AIM OF THE TASK:
Select each line of the records below that contains the word "target", and copy those lines out.

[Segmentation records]

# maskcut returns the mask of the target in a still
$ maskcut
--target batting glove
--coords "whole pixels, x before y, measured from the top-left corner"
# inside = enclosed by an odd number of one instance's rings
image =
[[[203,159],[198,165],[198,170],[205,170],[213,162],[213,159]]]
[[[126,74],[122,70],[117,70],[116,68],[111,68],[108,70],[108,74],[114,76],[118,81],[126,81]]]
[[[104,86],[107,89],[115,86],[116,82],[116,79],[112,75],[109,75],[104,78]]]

TASK OUTPUT:
# maskcut returns the mask of the target in a still
--target batting glove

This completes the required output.